◆ **Set exercise 1**
Copy out the passage of the virtual memory notes below, starting at "Basic Layout" and ending at "- Unmapped regions.".

Virtual Memory
Note: all is assuming a linux kernel with x86-64 architecture.
Basic
Each process has its own virtual memory as if it is the only process in the entire system, while the kernel manages the actual translation.
48 bits of 64 in the pointer space can be used as memory, that is 256 TB.
but the upper half is used by the kernel. So a user program process could have at max 128 TB. Even when we have only a machine memory of 16GB, the process still sees as if it has so much more memory.
The remaining 16 bits are:
- all zero for user space
- all one for kernel space address. Invalid ones are, obviously, invalid. Note that newer architectures might support more, like 57 bits address space.
Basic Layout
The virtual address space is organized in separate segments: (note that the actual order is reverse, i.e. the text segments starts at the lowest address.)
- Text(code) segment: the compiled instructions, no write permission, it is read-only and executable.
- Data segment: global and static variables that are initialized.
- BSS segment: global and static variables that are zero- uninitialized.
- Heap: for dynamic memory allocation, it can grow upwards until the program break (BRK). Many allocator uses
mmapdirectly instead of growing the heap. - Memory mapped region: A large flexible region in the middle of the address space. The libraries like the
.sos are mapped here. - Unmapped regions.
- Stack: holds the program call frames. Start at the top of the memory address.

◆ **Set exercise 2**
Put the entries below into a Markdown table with the columns Row and Line, starting at the line containing "the blonde woman" and ending at the last line of the entries. Number each row and leave out blank lines.

Coordinate annotation entries
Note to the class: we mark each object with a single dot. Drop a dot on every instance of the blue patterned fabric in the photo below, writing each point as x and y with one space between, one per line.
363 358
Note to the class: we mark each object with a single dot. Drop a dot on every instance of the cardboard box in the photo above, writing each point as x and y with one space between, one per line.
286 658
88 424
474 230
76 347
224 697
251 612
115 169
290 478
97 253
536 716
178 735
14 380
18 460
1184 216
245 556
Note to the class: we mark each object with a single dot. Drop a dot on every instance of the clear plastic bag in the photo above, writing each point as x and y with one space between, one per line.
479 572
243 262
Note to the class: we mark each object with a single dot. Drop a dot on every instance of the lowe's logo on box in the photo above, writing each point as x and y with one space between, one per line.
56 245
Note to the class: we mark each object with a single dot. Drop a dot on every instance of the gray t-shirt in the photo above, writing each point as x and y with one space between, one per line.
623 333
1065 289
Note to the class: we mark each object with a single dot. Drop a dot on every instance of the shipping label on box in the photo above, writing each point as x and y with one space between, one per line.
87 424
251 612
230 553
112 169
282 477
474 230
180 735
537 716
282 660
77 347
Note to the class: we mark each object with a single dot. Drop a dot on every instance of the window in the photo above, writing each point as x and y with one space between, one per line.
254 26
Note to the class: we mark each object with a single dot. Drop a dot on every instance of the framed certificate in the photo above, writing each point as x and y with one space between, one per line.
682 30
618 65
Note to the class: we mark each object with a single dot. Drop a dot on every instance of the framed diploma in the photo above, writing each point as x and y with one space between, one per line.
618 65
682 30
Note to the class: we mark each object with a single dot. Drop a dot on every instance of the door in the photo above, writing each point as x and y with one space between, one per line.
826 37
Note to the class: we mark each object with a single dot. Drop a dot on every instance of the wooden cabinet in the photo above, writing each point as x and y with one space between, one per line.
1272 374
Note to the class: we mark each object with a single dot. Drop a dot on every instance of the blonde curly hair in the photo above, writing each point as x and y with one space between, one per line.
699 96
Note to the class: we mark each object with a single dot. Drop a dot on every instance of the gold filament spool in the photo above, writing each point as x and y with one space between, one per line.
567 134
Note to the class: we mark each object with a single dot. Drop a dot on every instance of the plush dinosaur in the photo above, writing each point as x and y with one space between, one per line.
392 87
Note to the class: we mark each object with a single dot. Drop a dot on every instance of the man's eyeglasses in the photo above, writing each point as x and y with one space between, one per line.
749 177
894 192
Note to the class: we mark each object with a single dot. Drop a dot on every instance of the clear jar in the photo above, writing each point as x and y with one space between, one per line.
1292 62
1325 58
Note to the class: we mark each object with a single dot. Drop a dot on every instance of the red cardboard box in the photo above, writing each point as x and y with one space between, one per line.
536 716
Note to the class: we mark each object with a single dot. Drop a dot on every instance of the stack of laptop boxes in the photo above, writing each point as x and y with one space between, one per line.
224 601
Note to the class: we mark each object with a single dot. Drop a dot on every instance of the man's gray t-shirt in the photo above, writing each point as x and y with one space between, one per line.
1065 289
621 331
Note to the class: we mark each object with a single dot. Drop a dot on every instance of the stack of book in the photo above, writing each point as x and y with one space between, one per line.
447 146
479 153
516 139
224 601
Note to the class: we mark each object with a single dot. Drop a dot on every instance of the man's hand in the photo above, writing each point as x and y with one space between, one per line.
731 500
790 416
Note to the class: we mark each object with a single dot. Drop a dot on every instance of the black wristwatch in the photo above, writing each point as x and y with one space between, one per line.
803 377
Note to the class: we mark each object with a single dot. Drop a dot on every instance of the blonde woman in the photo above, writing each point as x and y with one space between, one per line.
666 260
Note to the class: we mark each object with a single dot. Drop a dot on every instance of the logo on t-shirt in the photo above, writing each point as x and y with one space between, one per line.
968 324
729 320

◆ **Exercise answer 1**
Basic Layout
The virtual address space is organized in separate segments: (note that the actual order is reverse, i.e. the text segments starts at the lowest address.)
- Text(code) segment: the compiled instructions, no write permission, it is read-only and executable.
- Data segment: global and static variables that are initialized.
- BSS segment: global and static variables that are zero- uninitialized.
- Heap: for dynamic memory allocation, it can grow upwards until the program break (BRK). Many allocator uses
mmapdirectly instead of growing the heap. - Memory mapped region: A large flexible region in the middle of the address space. The libraries like the
.sos are mapped here. - Unmapped regions.

◆ **Exercise answer 2**
| Row | Line |
|---|---|
| 1 | Note to the class: we mark each object with a single dot. Drop a dot on every instance of the blonde woman in the photo above, writing each point as x and y with one space between, one per line. |
| 2 | 666 260 |
| 3 | Note to the class: we mark each object with a single dot. Drop a dot on every instance of the logo on t-shirt in the photo above, writing each point as x and y with one space between, one per line. |
| 4 | 968 324 |
| 5 | 729 320 |